* _Exercise details_
The required output is a copy of each line in the material below that includes "woman".

Supplied material Block Start

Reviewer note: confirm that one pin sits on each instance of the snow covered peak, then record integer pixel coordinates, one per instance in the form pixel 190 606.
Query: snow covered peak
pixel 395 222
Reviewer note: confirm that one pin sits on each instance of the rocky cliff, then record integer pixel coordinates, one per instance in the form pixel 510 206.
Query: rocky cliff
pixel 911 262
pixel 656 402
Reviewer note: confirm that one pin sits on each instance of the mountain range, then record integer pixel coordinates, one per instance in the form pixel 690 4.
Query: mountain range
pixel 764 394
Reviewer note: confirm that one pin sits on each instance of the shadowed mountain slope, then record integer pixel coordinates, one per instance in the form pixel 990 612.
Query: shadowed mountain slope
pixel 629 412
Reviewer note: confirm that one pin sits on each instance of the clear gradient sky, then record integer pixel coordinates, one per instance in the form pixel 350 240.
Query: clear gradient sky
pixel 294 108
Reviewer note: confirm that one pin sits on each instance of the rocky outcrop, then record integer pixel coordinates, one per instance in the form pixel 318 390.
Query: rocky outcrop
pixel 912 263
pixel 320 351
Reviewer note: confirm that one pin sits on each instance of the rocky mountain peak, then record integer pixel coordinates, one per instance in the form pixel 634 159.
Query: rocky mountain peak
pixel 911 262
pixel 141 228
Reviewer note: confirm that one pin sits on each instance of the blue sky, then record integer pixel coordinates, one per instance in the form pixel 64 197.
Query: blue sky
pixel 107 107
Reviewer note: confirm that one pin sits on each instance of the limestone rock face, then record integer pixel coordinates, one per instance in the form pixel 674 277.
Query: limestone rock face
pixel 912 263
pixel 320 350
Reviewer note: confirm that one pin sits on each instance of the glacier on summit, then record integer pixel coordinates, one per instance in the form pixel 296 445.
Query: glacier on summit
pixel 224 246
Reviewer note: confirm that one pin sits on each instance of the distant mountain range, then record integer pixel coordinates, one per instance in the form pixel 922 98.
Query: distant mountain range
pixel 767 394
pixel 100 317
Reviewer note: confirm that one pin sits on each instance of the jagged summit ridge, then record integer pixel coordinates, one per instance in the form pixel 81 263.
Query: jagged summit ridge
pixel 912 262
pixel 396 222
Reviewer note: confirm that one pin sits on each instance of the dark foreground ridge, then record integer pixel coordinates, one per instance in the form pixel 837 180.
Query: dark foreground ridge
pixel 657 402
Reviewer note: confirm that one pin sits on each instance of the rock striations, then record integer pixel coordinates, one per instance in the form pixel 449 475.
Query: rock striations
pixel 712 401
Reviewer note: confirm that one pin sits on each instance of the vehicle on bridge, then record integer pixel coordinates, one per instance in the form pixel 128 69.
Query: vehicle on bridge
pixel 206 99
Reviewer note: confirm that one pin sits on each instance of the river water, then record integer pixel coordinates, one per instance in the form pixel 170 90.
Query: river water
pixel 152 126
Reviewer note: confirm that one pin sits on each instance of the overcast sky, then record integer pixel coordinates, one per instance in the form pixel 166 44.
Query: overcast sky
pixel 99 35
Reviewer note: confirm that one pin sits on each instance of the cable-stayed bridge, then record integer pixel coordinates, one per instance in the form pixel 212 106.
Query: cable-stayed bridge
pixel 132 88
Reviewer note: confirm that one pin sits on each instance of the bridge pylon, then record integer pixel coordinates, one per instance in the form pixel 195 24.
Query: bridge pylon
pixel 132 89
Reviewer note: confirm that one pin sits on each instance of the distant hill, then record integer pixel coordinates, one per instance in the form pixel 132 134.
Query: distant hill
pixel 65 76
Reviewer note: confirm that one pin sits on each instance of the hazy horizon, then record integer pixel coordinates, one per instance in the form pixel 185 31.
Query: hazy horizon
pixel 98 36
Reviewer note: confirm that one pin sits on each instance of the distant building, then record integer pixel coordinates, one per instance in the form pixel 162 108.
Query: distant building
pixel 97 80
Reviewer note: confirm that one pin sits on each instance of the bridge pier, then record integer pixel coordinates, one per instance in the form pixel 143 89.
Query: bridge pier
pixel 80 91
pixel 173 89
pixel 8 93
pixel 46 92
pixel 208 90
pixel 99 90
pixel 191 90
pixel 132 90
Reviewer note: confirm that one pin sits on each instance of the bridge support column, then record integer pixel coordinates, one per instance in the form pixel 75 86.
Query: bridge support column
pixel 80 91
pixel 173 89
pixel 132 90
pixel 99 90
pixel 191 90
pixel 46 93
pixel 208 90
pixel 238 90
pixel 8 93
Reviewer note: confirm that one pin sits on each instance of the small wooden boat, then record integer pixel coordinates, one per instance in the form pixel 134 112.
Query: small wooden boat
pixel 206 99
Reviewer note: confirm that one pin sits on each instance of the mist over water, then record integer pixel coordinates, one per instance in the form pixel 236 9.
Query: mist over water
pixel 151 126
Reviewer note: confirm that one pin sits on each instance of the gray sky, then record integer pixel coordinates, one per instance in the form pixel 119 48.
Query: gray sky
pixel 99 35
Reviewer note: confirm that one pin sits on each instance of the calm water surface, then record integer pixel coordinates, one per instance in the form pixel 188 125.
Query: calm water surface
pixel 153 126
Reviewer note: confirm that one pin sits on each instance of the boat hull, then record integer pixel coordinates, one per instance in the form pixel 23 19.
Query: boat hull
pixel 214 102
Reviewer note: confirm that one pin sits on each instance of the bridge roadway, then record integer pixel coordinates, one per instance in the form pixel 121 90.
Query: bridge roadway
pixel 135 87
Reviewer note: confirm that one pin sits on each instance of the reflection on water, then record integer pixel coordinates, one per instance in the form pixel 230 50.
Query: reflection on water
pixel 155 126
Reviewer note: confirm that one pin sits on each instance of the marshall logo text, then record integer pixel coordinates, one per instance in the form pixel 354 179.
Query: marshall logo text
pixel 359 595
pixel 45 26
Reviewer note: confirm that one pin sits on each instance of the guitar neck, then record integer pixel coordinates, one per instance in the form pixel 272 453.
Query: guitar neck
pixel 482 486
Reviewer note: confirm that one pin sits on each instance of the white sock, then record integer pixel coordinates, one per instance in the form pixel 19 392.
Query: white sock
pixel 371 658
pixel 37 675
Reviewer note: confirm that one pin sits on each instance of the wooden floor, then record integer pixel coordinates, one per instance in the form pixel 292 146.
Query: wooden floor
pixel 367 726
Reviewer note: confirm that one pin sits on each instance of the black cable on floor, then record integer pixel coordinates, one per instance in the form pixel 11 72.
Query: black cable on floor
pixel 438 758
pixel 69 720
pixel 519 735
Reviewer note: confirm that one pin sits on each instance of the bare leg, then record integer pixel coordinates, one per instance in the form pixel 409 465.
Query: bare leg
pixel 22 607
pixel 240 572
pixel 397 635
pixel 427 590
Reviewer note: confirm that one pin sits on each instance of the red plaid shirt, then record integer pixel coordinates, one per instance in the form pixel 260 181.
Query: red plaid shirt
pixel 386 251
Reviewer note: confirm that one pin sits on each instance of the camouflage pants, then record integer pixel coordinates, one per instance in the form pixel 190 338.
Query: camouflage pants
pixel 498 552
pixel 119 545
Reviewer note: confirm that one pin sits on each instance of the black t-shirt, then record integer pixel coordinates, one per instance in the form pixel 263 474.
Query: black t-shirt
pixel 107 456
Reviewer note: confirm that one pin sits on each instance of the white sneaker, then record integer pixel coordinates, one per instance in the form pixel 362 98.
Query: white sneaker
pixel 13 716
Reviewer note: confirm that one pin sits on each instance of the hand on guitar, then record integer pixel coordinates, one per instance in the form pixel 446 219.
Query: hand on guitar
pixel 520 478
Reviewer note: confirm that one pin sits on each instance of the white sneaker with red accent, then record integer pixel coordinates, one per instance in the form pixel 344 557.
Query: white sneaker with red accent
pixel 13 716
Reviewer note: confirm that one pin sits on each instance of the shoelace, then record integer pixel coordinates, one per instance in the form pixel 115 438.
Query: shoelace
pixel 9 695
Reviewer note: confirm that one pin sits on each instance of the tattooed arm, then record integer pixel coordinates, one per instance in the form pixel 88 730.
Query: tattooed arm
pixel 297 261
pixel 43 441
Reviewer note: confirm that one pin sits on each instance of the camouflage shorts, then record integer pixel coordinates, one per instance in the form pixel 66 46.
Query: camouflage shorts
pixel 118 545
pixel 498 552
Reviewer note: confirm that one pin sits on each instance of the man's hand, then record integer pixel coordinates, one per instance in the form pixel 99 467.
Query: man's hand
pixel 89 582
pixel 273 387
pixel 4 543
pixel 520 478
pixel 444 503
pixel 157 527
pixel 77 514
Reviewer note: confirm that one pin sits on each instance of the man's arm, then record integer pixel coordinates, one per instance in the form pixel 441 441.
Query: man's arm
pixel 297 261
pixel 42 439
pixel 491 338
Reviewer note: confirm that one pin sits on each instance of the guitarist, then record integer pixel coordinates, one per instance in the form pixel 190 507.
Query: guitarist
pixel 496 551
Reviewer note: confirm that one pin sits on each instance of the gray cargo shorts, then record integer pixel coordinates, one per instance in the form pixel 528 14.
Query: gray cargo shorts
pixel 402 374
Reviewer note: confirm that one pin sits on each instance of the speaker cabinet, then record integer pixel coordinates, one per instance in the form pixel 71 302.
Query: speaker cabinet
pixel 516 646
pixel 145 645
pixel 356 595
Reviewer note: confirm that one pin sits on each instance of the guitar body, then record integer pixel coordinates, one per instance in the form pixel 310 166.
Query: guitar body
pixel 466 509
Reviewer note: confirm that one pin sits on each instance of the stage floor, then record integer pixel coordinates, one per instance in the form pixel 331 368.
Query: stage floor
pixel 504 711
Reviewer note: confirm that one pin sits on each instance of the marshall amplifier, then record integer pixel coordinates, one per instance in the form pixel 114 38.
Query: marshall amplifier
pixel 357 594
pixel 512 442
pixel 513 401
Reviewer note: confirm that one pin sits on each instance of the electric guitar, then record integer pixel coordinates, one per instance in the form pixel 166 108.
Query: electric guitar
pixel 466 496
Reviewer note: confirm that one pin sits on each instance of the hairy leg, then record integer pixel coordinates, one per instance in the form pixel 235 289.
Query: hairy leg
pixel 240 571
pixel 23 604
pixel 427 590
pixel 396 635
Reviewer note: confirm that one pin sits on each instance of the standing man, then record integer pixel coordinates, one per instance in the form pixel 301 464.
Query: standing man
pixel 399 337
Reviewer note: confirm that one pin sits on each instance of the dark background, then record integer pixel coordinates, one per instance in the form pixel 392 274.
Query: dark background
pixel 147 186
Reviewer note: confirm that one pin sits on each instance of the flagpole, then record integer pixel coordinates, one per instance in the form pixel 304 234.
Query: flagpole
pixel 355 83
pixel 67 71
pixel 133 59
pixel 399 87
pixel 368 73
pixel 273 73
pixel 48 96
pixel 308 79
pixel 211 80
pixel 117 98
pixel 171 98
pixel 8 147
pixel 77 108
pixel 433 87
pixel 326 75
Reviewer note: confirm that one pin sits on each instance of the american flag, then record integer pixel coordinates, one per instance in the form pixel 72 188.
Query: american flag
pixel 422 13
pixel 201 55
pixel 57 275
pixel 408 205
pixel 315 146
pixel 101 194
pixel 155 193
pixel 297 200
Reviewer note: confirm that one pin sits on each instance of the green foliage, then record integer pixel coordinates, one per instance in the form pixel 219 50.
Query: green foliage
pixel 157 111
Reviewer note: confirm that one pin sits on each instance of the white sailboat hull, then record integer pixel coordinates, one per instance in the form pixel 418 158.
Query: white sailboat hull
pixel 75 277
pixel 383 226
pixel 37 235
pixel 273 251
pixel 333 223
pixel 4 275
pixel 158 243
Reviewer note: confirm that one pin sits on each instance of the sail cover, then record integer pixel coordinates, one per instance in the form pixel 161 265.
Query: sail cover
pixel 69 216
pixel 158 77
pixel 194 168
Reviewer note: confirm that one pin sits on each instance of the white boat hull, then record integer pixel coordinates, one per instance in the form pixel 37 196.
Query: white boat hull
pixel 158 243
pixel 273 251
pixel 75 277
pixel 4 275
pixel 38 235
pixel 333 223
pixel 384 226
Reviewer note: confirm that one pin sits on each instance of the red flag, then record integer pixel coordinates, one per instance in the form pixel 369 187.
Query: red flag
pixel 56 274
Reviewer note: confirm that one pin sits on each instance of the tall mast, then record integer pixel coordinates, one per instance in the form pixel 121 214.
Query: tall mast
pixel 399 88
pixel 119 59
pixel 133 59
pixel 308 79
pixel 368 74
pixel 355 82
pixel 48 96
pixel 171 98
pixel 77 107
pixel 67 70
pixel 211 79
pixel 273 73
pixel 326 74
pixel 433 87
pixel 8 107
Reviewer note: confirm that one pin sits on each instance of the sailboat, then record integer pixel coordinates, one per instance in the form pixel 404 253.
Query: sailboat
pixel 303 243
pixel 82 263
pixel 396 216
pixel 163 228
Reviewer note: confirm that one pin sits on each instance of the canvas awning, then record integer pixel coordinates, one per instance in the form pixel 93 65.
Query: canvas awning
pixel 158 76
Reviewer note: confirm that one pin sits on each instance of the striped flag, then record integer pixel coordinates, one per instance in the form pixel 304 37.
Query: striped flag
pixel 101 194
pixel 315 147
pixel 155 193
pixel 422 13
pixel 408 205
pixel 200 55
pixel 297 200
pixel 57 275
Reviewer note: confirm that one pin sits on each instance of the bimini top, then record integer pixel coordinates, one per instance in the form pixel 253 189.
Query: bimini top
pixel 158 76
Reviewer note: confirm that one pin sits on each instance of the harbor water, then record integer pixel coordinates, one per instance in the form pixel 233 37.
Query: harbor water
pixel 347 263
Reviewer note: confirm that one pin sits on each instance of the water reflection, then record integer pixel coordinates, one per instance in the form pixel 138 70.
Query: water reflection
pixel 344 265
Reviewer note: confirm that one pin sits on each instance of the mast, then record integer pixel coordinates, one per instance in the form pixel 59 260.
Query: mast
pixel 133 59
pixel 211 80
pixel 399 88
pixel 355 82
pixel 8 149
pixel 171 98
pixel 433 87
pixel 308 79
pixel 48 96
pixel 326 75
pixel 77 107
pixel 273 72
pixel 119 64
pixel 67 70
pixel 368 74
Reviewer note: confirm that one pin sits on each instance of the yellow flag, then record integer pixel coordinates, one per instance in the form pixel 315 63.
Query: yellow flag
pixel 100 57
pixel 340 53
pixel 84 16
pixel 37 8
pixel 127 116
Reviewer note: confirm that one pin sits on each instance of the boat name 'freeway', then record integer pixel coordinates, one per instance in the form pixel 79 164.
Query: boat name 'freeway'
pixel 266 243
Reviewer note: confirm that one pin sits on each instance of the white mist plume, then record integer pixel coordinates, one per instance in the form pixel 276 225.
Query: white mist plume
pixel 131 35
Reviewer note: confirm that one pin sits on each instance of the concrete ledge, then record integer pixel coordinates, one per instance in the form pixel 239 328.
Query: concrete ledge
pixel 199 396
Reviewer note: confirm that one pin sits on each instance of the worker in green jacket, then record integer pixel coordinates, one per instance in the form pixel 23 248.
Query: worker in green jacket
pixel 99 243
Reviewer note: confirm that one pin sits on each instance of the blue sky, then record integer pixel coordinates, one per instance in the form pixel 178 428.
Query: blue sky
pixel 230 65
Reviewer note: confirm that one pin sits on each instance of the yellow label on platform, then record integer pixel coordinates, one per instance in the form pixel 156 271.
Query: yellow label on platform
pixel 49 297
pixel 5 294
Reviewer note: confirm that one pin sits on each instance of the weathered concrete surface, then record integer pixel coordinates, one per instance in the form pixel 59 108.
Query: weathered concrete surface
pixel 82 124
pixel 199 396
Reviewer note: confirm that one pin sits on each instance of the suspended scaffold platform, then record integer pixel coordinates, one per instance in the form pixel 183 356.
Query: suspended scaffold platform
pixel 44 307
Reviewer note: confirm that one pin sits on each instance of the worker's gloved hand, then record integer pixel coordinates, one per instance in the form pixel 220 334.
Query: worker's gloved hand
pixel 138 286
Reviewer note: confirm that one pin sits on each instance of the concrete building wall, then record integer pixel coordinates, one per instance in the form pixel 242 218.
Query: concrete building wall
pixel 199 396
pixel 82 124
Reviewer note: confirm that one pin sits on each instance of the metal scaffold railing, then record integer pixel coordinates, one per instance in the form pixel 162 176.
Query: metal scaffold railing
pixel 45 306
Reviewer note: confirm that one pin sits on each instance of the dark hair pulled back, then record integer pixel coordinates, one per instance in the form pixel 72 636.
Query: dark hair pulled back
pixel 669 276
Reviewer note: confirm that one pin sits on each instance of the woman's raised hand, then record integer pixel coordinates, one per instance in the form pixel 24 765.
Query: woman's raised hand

Supplied material Block End

* _Task answer_
Reviewer note: confirm that one pin sits on each instance of the woman's raised hand, then record integer pixel coordinates, one per instance in the form pixel 24 765.
Query: woman's raised hand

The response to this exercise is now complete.